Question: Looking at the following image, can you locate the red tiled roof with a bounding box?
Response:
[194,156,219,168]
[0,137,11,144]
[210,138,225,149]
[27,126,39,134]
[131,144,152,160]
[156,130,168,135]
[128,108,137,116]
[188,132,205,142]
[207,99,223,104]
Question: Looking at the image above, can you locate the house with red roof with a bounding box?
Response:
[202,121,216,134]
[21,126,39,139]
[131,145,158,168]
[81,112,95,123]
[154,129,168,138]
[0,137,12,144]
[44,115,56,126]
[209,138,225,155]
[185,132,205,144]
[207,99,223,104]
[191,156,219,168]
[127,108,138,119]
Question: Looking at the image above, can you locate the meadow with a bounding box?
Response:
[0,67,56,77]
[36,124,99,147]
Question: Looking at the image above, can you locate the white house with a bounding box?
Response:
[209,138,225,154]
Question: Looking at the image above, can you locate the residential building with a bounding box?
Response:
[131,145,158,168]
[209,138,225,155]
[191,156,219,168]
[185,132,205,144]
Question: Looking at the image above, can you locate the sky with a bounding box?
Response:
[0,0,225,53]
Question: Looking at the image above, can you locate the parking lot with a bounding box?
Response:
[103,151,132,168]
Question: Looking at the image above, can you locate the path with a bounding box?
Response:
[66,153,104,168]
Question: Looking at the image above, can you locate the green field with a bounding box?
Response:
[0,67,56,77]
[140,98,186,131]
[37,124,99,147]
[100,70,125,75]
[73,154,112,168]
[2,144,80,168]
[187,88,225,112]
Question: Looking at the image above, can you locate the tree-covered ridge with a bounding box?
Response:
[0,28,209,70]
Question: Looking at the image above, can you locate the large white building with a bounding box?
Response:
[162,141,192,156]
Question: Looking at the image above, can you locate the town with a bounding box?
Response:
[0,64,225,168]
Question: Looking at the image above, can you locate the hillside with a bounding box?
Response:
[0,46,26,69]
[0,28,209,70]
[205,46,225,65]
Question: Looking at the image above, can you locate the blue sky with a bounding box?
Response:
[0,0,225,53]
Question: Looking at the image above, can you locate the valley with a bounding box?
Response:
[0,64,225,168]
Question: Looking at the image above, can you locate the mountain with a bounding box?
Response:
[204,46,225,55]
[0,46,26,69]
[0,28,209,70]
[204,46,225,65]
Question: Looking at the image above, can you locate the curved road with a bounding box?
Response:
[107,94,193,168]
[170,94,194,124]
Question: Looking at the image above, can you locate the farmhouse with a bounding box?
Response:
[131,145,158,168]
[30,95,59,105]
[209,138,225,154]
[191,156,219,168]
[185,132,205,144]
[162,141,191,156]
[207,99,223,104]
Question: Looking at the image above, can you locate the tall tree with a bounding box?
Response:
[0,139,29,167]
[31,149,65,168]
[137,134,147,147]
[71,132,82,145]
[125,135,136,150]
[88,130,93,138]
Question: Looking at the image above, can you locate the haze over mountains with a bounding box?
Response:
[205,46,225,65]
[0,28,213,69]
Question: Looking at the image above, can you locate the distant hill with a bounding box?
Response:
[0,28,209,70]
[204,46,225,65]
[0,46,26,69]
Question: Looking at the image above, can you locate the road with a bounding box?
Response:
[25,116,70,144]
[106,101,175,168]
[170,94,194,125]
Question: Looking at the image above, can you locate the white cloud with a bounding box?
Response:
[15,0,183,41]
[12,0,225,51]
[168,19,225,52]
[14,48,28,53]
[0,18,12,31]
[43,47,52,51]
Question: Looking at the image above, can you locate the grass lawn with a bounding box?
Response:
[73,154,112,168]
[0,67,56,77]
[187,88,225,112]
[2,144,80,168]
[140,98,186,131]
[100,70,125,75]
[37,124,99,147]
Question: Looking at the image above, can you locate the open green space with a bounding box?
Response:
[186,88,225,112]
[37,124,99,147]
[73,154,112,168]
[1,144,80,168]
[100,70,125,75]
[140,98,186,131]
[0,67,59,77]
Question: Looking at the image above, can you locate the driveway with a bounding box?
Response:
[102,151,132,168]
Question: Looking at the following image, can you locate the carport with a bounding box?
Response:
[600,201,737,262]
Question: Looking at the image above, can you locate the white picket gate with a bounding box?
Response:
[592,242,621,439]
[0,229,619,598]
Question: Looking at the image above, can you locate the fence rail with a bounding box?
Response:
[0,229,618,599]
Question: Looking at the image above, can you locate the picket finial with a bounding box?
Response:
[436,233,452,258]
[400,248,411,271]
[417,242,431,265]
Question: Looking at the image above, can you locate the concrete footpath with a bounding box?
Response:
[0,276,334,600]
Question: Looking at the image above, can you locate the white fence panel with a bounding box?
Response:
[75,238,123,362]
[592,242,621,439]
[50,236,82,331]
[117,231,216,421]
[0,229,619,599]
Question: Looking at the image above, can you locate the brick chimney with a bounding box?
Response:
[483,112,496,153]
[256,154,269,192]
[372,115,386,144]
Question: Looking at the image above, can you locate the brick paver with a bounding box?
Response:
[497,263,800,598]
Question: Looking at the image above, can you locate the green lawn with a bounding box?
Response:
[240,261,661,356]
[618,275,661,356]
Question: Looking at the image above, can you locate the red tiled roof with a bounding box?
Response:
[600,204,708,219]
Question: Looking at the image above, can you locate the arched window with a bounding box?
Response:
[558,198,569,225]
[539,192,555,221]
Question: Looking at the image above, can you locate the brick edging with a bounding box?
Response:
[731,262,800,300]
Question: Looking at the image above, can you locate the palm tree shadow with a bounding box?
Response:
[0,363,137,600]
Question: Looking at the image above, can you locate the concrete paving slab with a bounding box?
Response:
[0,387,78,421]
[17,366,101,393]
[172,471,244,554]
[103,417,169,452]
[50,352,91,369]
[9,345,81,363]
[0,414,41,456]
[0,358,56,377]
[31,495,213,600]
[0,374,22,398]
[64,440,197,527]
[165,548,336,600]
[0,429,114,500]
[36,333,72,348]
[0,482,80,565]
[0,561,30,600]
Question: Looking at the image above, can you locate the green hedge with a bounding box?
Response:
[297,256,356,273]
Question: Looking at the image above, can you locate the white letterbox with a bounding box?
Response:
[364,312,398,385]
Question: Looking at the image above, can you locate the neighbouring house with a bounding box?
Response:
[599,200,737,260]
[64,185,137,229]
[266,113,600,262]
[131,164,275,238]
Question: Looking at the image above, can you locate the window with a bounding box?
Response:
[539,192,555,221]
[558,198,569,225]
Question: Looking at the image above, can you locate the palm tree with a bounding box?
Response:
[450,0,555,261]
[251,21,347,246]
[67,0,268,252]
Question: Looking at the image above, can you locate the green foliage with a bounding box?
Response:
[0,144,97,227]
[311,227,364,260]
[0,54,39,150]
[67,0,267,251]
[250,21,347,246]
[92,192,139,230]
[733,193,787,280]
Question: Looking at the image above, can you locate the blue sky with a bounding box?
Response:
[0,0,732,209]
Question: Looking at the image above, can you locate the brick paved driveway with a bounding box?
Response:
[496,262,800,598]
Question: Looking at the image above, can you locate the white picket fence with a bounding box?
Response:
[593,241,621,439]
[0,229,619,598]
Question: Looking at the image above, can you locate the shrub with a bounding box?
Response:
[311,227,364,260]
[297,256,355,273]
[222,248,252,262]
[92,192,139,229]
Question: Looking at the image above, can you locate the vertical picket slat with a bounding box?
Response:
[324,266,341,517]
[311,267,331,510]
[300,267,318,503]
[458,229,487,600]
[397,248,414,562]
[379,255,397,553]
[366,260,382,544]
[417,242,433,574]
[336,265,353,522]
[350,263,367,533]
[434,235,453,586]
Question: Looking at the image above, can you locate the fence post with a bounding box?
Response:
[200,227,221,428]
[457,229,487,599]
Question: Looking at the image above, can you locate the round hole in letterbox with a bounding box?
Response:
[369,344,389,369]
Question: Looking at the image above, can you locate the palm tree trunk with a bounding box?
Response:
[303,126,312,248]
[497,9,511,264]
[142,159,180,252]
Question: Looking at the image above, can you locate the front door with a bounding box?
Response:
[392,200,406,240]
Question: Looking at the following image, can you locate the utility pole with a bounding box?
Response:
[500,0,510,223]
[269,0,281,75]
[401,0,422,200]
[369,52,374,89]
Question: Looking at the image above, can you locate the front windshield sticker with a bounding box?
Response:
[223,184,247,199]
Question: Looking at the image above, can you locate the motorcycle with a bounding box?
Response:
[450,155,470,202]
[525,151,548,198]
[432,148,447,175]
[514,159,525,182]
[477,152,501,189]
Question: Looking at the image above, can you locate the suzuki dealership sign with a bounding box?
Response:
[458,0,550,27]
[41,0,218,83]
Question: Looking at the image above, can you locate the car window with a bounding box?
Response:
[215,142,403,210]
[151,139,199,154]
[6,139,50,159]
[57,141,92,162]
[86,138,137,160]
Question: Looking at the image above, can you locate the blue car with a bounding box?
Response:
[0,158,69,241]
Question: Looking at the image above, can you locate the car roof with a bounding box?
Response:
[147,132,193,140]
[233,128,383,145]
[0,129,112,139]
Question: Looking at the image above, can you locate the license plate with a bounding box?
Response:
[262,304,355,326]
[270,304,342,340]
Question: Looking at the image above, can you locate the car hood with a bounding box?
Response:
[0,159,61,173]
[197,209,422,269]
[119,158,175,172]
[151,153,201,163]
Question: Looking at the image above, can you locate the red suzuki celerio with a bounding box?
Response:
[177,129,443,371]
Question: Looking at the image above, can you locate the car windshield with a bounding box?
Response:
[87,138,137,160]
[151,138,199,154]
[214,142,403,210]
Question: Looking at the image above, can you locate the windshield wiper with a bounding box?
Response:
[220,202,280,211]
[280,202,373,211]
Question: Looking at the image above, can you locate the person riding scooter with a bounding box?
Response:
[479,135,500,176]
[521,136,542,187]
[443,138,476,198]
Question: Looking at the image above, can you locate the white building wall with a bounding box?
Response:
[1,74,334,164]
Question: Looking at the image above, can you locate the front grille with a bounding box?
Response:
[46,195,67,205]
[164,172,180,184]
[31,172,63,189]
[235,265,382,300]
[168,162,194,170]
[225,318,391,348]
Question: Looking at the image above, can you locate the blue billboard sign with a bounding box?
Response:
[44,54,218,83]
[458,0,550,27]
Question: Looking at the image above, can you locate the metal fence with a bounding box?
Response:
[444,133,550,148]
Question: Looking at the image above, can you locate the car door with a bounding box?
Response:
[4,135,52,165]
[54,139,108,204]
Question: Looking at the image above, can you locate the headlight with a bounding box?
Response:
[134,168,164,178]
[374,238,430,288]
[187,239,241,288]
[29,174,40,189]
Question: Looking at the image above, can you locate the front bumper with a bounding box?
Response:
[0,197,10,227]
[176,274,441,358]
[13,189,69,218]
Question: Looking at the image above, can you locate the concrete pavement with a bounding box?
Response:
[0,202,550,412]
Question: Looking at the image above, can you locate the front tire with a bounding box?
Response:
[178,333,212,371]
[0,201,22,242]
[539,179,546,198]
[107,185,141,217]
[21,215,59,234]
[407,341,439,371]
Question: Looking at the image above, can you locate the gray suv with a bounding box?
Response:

____

§ EXERCISE AIM: Copy out, word for word, the stretch of the items above from their first line through the line containing "[162,141,192,156]", including that final line.

§ OUTPUT OF THE TASK:
Question: Looking at the following image, can you locate the red tiled roof with a bounding box?
Response:
[194,156,219,168]
[0,137,11,144]
[210,138,225,149]
[27,126,39,134]
[131,144,152,160]
[156,130,168,135]
[128,108,137,116]
[188,132,205,142]
[207,99,223,104]
Question: Looking at the image above, can you locate the house with red roof with a bounding box?
Response:
[202,121,216,134]
[21,126,39,139]
[131,145,158,168]
[81,112,95,123]
[154,129,168,138]
[0,137,12,144]
[44,115,56,126]
[209,138,225,155]
[185,132,205,144]
[207,99,223,104]
[191,156,219,168]
[127,108,138,119]
Question: Looking at the image above, can you locate the meadow with a bounding box?
Response:
[0,67,56,77]
[36,124,99,147]
Question: Looking at the image above, can you locate the white house with a bounding box?
Response:
[209,138,225,154]
Question: Looking at the image above, can you locate the residential building with a bounding box?
Response:
[131,145,158,168]
[209,138,225,155]
[191,156,219,168]
[185,132,205,144]
Question: Looking at the image above, can you locate the sky with a bounding box?
Response:
[0,0,225,53]
Question: Looking at the image above, can you locate the parking lot with a bounding box?
Response:
[103,151,132,168]
Question: Looking at the image above, can you locate the path with a bounding box?
Response:
[66,153,104,168]
Question: Looking at the image above, can you locate the green field with a bounding box?
Response:
[0,67,56,77]
[140,98,186,131]
[37,124,99,147]
[100,70,125,75]
[73,154,112,168]
[2,144,80,168]
[187,88,225,112]
Question: Looking at the image above, can you locate the tree-covered ridge with a bounding box?
Response:
[0,28,209,70]
Question: Looking at the image above, can you locate the large white building with a bounding box?
Response:
[162,141,192,156]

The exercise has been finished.